→ Task objective
Return the listing below word for word, with the pictures left out.

→ Extracted data

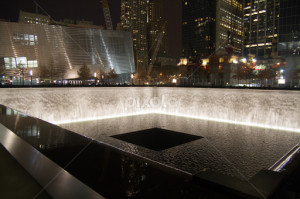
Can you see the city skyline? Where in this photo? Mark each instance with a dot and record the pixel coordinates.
(92, 11)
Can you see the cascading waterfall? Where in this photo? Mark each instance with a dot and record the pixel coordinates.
(263, 108)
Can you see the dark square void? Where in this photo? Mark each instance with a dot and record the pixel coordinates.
(157, 139)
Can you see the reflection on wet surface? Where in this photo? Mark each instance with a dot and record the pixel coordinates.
(118, 169)
(111, 173)
(236, 150)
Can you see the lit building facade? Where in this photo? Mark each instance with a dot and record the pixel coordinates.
(33, 18)
(289, 28)
(261, 24)
(134, 19)
(210, 26)
(155, 27)
(63, 50)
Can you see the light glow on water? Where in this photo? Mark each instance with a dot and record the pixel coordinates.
(181, 115)
(100, 118)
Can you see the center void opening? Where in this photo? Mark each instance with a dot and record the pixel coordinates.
(157, 139)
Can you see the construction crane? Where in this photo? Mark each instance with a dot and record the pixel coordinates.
(155, 51)
(107, 15)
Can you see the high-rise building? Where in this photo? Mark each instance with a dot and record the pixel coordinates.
(289, 28)
(134, 19)
(33, 18)
(261, 23)
(155, 27)
(211, 27)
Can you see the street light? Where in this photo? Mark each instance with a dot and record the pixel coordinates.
(131, 79)
(30, 73)
(95, 75)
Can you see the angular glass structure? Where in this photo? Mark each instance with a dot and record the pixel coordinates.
(63, 50)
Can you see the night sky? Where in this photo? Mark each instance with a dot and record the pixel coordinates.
(91, 10)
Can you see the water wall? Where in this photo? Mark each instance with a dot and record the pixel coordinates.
(264, 108)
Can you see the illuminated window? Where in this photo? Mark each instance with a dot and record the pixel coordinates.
(25, 39)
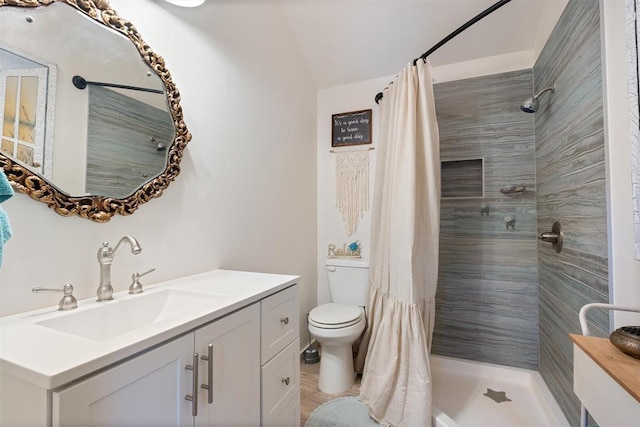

→ Output below
Can you see the city skyline? Where in this photo? Mark each instance with a dot and record the pixel coordinates.
(92, 11)
Can you see the cascading waterfall? Where in this photo? Mark each instance with a dot and record the pixel coordinates.
(263, 108)
Can you see the dark square void? Where in this photo? Mark each instance with a dot and record the pixel coordinates.
(157, 139)
Can you see the reflection on wet surface? Where in this photo? Mark each instance with a dot and record the pixel coordinates.
(118, 169)
(111, 173)
(236, 150)
Can you see the lit building facade? Where in this photo? Mark each instance with a dot and record the pixel coordinates.
(33, 18)
(289, 28)
(261, 24)
(134, 19)
(210, 26)
(155, 27)
(63, 50)
Can you see the light glow on water? Where in this photo? Mark each instance with a dot and record the pixel coordinates.
(181, 115)
(100, 118)
Can you see the center void opening? Where in this photo? Mark each instance with a dot and record the pixel coordinates.
(157, 139)
Can you see the construction crane? Where in this photo? Mark each instance with a dot and record the pixel coordinates.
(155, 51)
(107, 15)
Can you see the high-rise building? Where in this photo? Mark each instance with a dot and record the pixel coordinates.
(289, 28)
(134, 19)
(33, 18)
(261, 23)
(155, 27)
(211, 27)
Can you see the street light? Where in this photo? Mark each instance with a dot and record the pixel coordinates.
(131, 79)
(30, 73)
(95, 75)
Can you see the angular glass structure? Where in this photo? Mark each instance with a dot and record the pixel coordinates.
(63, 50)
Can you see the night sky? Where in this photo? Mark each instance with a dot and record the pixel coordinates.
(91, 10)
Can you see the water wall? Where in this photo? Mark each instance with a dot and record the pixel coordinates.
(264, 108)
Can you see the illuminated window? Where in this photo? Mark each instance with a dot and record the pixel coordinates.
(25, 39)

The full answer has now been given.